## INFORMATION SUPPLIED
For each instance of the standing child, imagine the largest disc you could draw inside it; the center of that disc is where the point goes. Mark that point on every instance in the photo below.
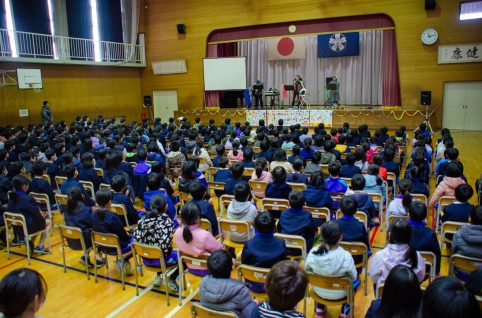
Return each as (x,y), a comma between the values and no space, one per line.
(220,292)
(242,209)
(157,229)
(329,259)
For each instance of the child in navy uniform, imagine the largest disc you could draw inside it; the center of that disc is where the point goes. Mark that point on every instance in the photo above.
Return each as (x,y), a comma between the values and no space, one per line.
(263,250)
(296,221)
(423,238)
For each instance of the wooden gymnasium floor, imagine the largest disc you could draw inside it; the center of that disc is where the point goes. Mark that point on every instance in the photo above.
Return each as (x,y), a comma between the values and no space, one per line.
(71,294)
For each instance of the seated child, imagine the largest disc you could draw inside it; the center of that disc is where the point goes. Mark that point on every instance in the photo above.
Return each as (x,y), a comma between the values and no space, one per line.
(334,184)
(352,229)
(296,221)
(399,205)
(154,186)
(330,259)
(21,202)
(459,210)
(119,186)
(348,170)
(297,175)
(157,229)
(364,200)
(198,191)
(105,221)
(316,194)
(142,167)
(423,238)
(220,292)
(242,209)
(263,250)
(286,286)
(192,240)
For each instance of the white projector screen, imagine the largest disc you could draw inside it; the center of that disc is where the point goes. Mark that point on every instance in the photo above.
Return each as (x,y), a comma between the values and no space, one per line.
(222,74)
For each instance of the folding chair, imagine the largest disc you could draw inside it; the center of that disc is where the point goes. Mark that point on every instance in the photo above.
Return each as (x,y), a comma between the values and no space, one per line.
(269,204)
(233,226)
(319,213)
(360,215)
(185,260)
(331,283)
(449,227)
(109,242)
(464,263)
(256,275)
(60,180)
(140,251)
(297,186)
(358,249)
(295,242)
(199,311)
(13,220)
(258,186)
(73,233)
(224,202)
(430,260)
(442,202)
(100,172)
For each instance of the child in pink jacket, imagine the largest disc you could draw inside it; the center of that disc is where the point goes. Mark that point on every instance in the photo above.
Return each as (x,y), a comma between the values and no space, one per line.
(452,180)
(192,240)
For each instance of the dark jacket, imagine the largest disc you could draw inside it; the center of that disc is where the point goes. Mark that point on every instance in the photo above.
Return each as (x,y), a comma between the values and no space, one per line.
(263,250)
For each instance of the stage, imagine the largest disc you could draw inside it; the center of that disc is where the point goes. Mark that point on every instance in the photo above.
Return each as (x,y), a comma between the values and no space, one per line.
(391,117)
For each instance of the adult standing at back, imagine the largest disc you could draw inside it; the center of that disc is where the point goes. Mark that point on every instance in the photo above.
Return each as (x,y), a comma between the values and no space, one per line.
(46,114)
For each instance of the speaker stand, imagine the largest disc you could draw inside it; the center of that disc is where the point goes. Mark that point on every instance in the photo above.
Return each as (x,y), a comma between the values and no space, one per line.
(427,120)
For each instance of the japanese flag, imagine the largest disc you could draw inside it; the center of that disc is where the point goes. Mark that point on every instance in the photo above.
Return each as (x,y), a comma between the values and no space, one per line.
(286,48)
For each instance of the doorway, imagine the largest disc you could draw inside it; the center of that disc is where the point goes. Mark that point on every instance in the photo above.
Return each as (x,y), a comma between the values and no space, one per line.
(165,104)
(461,107)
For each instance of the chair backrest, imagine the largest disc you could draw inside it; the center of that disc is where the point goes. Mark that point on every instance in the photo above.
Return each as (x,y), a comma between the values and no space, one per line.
(295,242)
(120,210)
(199,311)
(269,204)
(297,186)
(465,263)
(252,273)
(319,213)
(60,180)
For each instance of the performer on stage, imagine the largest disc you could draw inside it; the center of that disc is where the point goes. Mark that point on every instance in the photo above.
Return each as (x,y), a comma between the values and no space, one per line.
(334,91)
(297,86)
(46,114)
(258,93)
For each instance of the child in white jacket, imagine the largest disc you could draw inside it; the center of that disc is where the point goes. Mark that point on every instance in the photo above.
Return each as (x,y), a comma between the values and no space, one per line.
(242,209)
(329,259)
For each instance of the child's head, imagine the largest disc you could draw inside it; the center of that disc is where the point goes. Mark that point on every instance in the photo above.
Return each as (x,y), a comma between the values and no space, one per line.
(242,192)
(119,183)
(476,215)
(463,192)
(264,223)
(197,189)
(158,206)
(220,264)
(334,169)
(237,170)
(279,175)
(358,182)
(154,181)
(103,197)
(331,235)
(22,291)
(297,199)
(286,285)
(348,205)
(417,211)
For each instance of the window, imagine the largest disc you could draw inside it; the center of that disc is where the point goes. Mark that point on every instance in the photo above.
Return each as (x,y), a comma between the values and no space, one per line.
(470,10)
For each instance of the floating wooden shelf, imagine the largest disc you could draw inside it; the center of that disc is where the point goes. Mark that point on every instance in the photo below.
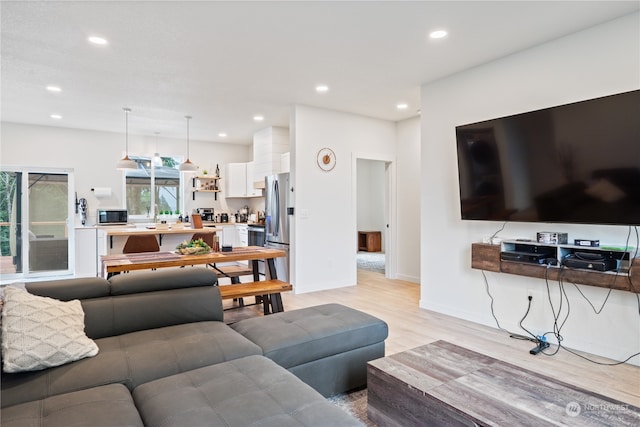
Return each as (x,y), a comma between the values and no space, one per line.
(202,189)
(487,257)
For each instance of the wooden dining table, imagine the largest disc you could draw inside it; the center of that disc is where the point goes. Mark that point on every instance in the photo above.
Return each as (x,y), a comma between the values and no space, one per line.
(114,264)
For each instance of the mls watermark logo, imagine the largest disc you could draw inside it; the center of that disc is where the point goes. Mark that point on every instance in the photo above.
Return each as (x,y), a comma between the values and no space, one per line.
(573,409)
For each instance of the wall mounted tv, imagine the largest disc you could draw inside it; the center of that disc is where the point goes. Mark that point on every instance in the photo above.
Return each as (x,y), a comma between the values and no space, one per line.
(577,163)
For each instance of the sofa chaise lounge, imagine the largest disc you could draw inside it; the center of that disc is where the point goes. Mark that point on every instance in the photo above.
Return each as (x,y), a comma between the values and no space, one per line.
(166,358)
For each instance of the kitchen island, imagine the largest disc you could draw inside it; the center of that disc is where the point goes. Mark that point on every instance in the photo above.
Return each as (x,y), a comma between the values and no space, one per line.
(111,239)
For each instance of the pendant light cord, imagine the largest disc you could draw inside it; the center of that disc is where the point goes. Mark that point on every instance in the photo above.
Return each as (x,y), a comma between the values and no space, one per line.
(126,128)
(188,118)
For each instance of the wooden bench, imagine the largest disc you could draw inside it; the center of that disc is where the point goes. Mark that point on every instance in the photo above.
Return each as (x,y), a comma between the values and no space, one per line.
(233,272)
(269,290)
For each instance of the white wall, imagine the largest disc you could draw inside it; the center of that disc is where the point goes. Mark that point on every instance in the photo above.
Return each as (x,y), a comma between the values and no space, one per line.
(324,228)
(592,63)
(93,156)
(408,191)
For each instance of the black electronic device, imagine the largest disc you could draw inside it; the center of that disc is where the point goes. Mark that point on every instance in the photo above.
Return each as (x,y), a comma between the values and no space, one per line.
(528,257)
(602,264)
(586,243)
(577,163)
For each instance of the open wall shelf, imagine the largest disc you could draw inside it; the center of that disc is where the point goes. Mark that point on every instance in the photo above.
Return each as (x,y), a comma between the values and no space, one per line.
(486,257)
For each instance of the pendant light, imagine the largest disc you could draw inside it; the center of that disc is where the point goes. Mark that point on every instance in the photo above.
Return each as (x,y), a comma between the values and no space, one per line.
(187,166)
(126,163)
(157,160)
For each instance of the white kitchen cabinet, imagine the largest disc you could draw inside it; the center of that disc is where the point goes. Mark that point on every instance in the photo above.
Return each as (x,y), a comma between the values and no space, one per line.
(251,190)
(86,258)
(238,183)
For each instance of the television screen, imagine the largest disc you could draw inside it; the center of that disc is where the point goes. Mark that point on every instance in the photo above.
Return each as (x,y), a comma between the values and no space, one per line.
(576,163)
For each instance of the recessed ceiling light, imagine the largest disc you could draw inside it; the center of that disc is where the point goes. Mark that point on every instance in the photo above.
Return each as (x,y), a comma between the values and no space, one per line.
(438,34)
(98,40)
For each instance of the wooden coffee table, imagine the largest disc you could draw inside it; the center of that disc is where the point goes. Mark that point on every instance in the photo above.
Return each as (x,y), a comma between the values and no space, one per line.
(442,384)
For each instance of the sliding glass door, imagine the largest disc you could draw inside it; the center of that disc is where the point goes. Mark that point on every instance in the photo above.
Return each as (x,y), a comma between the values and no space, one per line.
(35,214)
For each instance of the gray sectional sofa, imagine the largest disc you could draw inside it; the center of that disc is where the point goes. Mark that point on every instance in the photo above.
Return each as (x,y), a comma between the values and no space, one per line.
(166,358)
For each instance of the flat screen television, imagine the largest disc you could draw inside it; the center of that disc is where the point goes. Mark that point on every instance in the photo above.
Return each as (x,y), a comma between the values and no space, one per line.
(577,163)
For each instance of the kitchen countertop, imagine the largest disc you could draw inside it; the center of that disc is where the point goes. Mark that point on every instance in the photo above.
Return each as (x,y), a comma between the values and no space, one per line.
(127,231)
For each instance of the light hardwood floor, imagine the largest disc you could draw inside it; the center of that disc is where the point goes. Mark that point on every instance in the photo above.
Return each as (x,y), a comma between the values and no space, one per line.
(396,302)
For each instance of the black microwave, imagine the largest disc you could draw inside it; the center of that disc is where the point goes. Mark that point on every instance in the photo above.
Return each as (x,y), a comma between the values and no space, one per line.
(111,217)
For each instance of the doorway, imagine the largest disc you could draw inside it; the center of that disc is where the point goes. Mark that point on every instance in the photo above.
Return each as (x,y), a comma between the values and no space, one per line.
(372,214)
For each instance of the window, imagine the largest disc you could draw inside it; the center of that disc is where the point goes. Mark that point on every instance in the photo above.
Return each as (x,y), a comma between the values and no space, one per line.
(153,184)
(35,212)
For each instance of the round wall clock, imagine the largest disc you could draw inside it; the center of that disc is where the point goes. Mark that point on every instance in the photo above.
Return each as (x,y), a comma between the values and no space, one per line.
(326,159)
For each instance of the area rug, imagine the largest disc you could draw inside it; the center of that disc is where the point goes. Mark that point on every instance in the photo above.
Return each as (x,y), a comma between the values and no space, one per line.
(372,261)
(354,403)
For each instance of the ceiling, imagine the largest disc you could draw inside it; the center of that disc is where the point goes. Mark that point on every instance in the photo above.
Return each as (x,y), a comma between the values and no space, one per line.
(225,62)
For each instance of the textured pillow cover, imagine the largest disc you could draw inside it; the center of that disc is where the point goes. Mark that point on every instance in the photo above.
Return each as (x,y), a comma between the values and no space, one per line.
(40,332)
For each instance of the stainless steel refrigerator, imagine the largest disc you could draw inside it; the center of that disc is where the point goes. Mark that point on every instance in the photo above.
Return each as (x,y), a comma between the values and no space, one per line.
(277,219)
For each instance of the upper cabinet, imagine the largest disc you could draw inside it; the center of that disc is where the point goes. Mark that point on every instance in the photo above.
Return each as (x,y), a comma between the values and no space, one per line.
(239,180)
(269,145)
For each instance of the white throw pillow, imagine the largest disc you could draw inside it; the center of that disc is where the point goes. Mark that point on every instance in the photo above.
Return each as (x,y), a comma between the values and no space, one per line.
(40,332)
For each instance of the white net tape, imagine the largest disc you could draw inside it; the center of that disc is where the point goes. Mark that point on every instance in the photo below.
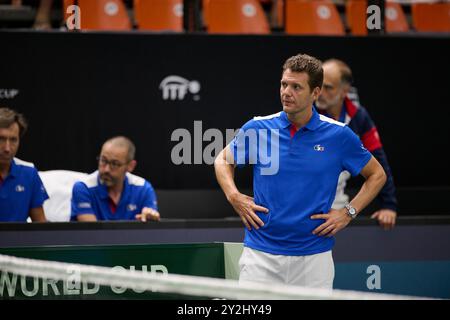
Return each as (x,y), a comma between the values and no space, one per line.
(177,284)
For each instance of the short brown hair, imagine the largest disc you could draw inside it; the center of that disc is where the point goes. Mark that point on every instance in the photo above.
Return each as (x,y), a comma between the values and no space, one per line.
(121,141)
(308,64)
(8,117)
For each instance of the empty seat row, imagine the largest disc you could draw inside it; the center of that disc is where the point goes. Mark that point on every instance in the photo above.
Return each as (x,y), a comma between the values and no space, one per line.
(247,16)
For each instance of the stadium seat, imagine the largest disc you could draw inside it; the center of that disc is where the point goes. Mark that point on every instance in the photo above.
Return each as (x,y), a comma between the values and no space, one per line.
(159,15)
(395,19)
(313,17)
(101,14)
(431,17)
(236,16)
(58,184)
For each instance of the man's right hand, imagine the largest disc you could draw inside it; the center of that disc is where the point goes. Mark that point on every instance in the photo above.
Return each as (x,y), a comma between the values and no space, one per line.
(245,207)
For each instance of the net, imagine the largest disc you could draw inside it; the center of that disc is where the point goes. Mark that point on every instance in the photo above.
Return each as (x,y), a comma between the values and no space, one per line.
(73,275)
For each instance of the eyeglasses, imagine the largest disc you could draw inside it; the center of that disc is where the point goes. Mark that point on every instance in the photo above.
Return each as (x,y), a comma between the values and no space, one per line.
(113,164)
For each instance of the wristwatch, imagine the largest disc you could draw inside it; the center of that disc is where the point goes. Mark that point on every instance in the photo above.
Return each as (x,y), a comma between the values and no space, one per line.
(350,211)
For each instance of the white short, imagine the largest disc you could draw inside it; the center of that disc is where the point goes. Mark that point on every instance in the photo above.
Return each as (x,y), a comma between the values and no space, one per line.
(314,271)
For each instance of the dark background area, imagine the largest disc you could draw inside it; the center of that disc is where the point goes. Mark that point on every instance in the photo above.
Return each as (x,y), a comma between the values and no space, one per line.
(78,89)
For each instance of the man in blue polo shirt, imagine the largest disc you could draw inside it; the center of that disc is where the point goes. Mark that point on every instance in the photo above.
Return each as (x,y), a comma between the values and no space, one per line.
(334,102)
(22,193)
(112,192)
(297,156)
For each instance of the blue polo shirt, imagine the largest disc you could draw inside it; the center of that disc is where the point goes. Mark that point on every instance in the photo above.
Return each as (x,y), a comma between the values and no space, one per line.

## BRIEF
Start at the top of the entries and repeat each line exactly, ending at the line that contains "For each instance of the wooden gymnasium". Pictures are not part of the copy.

## SOLUTION FOR THIS TASK
For each instance of the standing child, imagine the largest disc you could draw inside it; the center of that disc is where the point goes. Mark that point on every instance in the photo below.
Return each as (x,y), a comma between the values and no space, one per line.
(220,292)
(242,209)
(157,229)
(329,259)
For each instance of the child in navy uniform, imagine the largest disc you could draw inside it; the center of that disc is where the point goes. Mark that point on every instance in the photo above.
Return each as (x,y), a comma between the values and no space, one per line.
(263,250)
(296,221)
(423,238)
For each instance of the wooden gymnasium floor, imagine the largest disc you could draw inside it; the center of that disc is where the point goes. Mark that point on every instance in the photo above.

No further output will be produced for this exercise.